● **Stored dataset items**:
- - - - - - -

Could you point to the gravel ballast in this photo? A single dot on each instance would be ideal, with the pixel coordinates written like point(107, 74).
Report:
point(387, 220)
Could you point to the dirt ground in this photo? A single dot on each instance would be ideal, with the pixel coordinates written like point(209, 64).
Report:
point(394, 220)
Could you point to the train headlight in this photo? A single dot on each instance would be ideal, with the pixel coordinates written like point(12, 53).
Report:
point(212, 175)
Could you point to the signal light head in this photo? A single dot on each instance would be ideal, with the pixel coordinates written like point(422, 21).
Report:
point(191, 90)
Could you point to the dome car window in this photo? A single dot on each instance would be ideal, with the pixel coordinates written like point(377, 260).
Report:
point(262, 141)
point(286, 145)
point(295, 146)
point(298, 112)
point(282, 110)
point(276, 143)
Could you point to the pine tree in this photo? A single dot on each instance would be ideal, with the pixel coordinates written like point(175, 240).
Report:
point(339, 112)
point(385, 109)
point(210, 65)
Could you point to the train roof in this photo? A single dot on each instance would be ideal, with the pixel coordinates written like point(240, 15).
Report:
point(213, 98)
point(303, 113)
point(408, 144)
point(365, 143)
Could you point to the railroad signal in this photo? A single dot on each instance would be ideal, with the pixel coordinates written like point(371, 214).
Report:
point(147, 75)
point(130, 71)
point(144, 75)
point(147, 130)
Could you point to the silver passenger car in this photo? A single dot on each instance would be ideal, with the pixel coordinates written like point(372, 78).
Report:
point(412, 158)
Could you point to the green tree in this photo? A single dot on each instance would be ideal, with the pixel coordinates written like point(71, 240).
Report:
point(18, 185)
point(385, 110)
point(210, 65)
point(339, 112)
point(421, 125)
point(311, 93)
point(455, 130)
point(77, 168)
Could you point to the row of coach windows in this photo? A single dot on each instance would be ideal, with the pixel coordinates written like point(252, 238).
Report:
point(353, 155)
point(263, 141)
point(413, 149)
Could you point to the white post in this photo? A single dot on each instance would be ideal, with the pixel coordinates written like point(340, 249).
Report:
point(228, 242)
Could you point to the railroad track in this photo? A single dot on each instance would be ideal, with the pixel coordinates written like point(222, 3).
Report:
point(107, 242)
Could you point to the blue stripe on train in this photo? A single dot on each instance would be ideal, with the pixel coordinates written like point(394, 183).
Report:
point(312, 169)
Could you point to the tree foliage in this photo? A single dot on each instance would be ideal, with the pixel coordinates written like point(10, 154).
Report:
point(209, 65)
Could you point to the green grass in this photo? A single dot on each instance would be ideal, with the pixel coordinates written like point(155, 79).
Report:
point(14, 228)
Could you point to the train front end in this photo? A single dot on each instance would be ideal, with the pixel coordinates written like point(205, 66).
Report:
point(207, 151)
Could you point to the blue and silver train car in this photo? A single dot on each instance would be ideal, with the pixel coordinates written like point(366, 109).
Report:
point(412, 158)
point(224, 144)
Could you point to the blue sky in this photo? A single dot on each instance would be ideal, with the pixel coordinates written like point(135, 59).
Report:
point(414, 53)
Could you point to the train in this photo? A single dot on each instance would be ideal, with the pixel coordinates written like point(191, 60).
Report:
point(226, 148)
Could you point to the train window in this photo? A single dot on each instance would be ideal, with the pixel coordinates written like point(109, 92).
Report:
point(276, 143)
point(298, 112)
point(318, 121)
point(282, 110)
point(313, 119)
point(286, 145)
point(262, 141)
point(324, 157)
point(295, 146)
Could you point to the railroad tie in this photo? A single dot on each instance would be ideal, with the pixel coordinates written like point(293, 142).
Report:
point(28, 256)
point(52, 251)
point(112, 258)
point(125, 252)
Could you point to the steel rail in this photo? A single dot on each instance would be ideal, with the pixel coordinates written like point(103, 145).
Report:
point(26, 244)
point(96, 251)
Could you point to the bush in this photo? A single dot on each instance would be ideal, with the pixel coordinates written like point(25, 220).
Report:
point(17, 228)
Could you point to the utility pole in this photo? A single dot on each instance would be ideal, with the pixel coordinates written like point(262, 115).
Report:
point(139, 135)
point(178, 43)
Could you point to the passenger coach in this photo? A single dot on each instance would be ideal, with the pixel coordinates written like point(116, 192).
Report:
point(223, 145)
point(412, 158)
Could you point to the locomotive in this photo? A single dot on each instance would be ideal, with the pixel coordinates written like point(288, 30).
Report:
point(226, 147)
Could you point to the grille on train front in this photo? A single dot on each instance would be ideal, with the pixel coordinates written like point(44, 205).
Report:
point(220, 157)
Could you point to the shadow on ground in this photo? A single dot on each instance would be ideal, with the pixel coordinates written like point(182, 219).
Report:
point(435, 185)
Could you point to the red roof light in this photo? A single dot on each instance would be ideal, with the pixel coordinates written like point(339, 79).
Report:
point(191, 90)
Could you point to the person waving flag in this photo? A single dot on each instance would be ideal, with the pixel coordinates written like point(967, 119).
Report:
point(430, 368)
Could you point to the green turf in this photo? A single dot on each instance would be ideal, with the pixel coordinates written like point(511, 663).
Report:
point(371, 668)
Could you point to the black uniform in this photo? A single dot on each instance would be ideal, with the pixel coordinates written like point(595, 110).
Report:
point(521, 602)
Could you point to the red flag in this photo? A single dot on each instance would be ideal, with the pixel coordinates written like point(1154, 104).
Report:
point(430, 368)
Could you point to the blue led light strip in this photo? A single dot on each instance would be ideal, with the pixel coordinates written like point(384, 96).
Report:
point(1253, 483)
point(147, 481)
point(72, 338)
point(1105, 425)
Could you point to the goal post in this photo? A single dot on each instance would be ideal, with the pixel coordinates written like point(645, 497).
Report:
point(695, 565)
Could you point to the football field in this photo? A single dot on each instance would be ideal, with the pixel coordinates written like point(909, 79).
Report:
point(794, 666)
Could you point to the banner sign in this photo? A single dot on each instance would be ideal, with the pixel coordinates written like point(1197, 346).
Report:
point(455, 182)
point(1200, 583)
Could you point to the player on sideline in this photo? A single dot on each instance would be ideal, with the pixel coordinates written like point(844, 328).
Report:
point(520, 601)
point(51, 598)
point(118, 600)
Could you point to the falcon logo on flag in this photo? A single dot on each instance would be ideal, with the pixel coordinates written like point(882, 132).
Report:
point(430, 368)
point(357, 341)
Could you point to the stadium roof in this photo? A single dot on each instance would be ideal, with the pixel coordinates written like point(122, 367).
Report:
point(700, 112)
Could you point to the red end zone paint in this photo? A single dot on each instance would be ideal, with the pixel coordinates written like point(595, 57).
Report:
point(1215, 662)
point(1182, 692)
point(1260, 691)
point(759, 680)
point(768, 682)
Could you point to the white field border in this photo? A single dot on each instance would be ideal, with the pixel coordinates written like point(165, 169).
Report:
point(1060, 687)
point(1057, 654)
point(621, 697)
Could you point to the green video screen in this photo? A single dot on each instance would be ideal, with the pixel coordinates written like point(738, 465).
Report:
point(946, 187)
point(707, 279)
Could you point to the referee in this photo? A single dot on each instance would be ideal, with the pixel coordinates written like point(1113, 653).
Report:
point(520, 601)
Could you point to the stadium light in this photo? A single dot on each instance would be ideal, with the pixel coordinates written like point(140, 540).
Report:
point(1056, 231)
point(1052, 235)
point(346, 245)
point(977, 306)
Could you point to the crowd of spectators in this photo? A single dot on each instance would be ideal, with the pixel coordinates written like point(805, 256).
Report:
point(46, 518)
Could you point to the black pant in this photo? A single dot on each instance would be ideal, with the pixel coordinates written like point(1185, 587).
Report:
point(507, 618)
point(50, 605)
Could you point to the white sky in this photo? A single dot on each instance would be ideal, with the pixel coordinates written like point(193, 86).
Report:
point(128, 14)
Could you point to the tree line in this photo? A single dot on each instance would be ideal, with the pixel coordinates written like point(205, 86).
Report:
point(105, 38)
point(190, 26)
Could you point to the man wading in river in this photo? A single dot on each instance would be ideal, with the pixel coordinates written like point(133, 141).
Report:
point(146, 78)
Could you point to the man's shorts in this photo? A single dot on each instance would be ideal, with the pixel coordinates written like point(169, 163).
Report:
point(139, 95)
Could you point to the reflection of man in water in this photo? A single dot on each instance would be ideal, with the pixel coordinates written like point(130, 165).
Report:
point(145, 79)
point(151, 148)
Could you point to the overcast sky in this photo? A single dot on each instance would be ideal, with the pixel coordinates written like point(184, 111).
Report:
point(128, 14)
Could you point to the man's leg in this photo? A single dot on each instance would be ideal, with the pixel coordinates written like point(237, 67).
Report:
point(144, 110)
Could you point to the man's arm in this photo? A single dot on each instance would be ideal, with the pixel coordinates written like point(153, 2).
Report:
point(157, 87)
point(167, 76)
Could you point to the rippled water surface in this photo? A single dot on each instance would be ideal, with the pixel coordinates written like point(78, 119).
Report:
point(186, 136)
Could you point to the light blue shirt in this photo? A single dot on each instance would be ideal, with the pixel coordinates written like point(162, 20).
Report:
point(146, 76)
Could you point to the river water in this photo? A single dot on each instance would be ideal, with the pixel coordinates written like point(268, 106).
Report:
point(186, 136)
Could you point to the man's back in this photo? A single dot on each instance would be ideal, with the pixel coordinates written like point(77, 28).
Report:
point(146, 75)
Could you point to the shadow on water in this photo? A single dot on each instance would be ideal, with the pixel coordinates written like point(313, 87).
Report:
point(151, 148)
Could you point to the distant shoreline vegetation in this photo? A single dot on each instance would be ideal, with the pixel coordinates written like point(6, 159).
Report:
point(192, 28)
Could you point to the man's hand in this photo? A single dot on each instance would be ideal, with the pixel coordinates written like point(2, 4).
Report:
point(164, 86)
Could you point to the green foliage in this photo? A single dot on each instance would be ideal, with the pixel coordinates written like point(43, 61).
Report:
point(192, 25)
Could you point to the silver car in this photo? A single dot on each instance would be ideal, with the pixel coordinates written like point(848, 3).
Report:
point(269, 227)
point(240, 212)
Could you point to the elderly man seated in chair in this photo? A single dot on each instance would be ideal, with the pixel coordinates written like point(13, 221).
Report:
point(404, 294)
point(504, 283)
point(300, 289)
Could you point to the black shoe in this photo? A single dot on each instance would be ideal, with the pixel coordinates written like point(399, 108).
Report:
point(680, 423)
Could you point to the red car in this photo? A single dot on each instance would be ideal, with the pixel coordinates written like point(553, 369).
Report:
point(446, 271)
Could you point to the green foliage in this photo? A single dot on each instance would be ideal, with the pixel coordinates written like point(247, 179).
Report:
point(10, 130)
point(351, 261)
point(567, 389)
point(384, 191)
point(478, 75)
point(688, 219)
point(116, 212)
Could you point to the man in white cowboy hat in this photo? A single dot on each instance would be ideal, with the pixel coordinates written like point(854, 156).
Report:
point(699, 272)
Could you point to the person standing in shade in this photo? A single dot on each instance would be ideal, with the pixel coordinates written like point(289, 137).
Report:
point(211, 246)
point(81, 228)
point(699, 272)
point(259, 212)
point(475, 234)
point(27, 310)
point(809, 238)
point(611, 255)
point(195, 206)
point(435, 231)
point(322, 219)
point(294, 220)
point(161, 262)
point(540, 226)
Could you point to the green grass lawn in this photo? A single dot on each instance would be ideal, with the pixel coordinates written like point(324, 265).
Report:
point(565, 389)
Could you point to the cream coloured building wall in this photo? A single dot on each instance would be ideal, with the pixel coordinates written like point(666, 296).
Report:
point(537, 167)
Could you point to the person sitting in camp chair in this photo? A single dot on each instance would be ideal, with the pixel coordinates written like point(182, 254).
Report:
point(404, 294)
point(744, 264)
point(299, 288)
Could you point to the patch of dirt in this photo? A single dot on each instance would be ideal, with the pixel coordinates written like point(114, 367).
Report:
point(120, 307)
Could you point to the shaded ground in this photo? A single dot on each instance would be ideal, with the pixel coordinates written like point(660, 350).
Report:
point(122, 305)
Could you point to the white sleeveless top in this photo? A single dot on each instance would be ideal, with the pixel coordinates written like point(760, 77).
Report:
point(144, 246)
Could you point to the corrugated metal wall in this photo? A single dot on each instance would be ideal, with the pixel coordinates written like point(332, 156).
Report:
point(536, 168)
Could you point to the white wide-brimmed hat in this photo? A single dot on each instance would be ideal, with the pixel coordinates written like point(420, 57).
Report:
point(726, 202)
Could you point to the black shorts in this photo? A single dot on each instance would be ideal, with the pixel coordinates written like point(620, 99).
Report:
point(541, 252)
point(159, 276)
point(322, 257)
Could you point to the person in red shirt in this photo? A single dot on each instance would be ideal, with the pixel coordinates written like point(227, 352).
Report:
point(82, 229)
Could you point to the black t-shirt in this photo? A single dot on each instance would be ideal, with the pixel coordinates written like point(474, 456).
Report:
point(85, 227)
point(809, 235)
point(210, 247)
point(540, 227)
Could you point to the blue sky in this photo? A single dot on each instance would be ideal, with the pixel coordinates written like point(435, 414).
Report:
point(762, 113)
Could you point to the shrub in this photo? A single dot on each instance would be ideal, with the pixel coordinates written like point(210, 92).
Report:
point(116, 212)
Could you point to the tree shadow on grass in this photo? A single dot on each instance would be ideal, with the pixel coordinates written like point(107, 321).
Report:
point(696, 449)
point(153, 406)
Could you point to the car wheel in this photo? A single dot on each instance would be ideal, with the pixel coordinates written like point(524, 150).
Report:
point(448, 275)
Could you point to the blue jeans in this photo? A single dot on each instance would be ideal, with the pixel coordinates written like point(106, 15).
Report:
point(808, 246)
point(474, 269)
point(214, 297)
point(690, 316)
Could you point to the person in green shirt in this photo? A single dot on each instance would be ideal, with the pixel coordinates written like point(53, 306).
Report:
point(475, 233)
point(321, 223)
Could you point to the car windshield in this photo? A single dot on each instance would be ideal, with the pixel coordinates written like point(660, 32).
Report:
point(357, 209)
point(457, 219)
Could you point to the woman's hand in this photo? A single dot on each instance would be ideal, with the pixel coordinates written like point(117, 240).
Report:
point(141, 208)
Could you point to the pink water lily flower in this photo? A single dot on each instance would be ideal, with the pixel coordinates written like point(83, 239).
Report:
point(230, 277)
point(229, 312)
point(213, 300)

- - - - - - -

Rewrite the part of the material that opens with the line containing "Could you point to the train front" and closes with the line containing "point(226, 148)" as a Markdown table with the columns "Row" and "Line", numbering each line and leaving out blank lines.

| Row | Line |
|---|---|
| 1 | Could you point to the train front end in this photo? A single dot on each instance would be ideal, with the pixel coordinates written like point(205, 66). |
| 2 | Report: |
| 3 | point(207, 151) |
| 4 | Could you point to the blue and silver train car in this photo? A single dot on each instance would be ideal, with the pixel coordinates written like point(366, 109). |
| 5 | Report: |
| 6 | point(412, 158) |
| 7 | point(224, 144) |
| 8 | Could you point to the blue sky in this photo? A single dot on each instance would be ideal, with the pixel coordinates written like point(135, 59). |
| 9 | Report: |
| 10 | point(414, 53) |
| 11 | Could you point to the train in this photo? A single dot on each instance would be ideal, with the pixel coordinates written like point(191, 60). |
| 12 | Report: |
| 13 | point(226, 148) |